Exercise data:
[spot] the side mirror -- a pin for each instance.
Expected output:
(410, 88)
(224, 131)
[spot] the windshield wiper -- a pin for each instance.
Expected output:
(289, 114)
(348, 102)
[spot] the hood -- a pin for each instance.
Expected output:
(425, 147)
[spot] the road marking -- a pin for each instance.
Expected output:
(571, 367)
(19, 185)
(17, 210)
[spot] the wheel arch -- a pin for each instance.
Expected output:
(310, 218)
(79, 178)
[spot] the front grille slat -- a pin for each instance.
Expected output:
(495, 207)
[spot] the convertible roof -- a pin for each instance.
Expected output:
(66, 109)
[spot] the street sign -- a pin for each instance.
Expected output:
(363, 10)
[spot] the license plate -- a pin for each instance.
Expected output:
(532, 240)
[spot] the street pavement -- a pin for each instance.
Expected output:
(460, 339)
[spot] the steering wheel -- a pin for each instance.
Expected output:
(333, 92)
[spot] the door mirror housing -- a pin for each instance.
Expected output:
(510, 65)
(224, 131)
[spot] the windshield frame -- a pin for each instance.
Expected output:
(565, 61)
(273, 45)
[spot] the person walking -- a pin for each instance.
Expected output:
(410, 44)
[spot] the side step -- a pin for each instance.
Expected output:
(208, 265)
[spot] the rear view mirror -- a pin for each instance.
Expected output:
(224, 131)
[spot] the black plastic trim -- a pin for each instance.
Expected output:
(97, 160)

--

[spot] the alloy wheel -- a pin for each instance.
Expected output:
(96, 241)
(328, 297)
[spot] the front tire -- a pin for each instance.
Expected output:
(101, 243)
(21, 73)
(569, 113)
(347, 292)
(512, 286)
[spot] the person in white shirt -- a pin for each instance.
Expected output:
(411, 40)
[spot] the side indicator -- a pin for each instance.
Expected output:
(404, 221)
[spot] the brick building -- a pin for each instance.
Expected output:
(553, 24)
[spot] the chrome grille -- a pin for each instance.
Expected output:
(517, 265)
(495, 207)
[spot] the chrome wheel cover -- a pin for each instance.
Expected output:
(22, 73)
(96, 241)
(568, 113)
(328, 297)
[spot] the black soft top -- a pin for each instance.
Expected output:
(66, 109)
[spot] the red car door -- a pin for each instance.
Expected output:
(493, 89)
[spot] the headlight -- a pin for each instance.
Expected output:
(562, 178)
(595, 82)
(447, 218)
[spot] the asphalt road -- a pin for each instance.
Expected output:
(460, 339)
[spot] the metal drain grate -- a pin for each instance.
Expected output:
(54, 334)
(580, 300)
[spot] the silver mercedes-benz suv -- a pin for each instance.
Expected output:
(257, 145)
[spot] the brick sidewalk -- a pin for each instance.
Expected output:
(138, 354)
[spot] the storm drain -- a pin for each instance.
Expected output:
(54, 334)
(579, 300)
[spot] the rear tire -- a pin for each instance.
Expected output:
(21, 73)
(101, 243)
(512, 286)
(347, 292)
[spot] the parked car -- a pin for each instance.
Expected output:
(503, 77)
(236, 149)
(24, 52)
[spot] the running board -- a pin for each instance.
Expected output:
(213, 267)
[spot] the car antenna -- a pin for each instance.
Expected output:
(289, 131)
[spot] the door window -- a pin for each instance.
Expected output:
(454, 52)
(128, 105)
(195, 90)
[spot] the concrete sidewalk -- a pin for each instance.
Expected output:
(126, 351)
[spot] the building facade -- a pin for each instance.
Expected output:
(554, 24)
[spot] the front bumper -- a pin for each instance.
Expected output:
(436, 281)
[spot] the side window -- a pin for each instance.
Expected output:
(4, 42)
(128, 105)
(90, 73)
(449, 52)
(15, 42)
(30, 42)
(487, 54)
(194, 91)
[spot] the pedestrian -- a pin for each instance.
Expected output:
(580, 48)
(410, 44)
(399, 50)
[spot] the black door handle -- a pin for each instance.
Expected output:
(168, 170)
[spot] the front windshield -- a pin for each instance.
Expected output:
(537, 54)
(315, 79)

==

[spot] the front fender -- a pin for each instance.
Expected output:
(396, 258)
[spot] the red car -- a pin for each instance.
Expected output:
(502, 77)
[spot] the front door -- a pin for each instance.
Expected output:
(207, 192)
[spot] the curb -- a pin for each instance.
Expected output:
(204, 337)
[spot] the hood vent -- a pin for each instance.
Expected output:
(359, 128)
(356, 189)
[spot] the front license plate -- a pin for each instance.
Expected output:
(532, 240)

Task directions: Count the lines of the records that contain the string "grille", matching case exactly. Reply with the number only.

Written answer: 2